### Problem to work on:
Below is a block of entries; repeat exactly the lines starting at the line that contains "Query: strawberry calyx" and ending at the line that contains "Query: large strawberry", both included.

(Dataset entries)

········

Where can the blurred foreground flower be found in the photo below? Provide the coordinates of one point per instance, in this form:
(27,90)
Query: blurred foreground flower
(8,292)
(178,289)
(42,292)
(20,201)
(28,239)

········

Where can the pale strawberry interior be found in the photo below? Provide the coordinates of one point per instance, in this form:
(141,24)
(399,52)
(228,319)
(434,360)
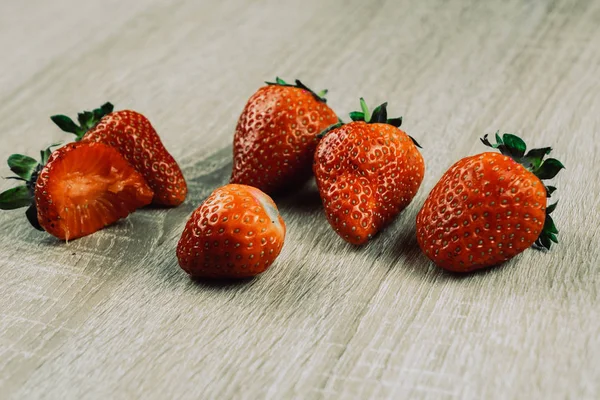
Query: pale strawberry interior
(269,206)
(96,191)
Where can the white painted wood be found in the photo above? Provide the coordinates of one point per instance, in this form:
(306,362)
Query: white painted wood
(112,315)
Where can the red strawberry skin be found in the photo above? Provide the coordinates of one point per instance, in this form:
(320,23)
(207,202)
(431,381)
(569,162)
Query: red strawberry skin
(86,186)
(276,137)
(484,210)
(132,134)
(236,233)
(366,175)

········

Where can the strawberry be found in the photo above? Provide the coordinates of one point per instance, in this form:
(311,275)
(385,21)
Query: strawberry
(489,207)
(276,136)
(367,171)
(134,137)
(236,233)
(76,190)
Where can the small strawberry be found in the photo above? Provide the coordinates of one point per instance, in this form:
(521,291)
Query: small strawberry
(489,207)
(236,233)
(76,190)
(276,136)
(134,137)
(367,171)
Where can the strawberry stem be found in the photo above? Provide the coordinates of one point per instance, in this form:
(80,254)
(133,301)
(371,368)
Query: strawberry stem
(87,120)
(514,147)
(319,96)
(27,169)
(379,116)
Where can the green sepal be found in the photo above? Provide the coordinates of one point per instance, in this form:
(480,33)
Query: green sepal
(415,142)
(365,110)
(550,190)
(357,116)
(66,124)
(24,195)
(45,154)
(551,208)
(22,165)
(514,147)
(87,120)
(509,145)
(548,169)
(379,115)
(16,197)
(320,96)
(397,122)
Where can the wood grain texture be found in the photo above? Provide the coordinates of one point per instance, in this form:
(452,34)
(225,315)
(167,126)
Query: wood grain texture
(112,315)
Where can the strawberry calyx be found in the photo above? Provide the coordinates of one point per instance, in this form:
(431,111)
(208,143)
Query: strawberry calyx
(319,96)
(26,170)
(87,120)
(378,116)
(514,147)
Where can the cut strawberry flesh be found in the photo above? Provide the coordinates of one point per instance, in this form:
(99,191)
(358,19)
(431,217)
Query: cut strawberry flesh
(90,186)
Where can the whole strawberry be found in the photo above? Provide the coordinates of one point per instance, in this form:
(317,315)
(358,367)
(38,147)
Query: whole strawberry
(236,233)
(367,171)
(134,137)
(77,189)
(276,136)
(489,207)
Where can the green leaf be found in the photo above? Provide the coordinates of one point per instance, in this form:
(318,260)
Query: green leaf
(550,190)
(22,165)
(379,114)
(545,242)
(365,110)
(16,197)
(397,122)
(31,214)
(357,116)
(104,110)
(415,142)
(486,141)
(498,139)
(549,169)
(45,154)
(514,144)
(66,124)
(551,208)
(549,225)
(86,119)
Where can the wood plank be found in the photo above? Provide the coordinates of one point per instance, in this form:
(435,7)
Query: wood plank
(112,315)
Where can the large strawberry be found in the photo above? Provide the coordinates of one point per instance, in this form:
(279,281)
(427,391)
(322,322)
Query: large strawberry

········

### Output of the task:
Query: strawberry calyx
(319,96)
(26,170)
(87,120)
(378,116)
(514,147)
Where can the cut strawberry flesh be found in the photo above? Provide the coordinates of one point per instance, in this form:
(99,191)
(358,19)
(431,217)
Query: cut strawberry flesh
(90,186)
Where can the whole strawberry be found in the photo above? Provide the coordinates of one point per instance, in this form:
(317,315)
(358,367)
(38,147)
Query: whole strawberry
(236,233)
(367,171)
(134,137)
(77,189)
(276,136)
(489,207)
Where can the green leaf be found in the photo above? Provide the coordinates of one point per instance, in this form:
(318,260)
Query: green leaf
(550,190)
(22,165)
(379,114)
(545,242)
(365,110)
(16,197)
(397,122)
(31,214)
(357,116)
(104,110)
(415,142)
(486,141)
(498,139)
(549,169)
(45,154)
(514,144)
(66,124)
(551,208)
(549,225)
(86,119)
Where can the wood plank be found in the photo above? Provide the coordinates of one point per instance, in this form:
(435,7)
Query: wood plank
(112,315)
Where can the large strawberry be found in the photo above? Provide the coordinates of one point per instance, in this form:
(279,281)
(427,391)
(322,322)
Query: large strawberry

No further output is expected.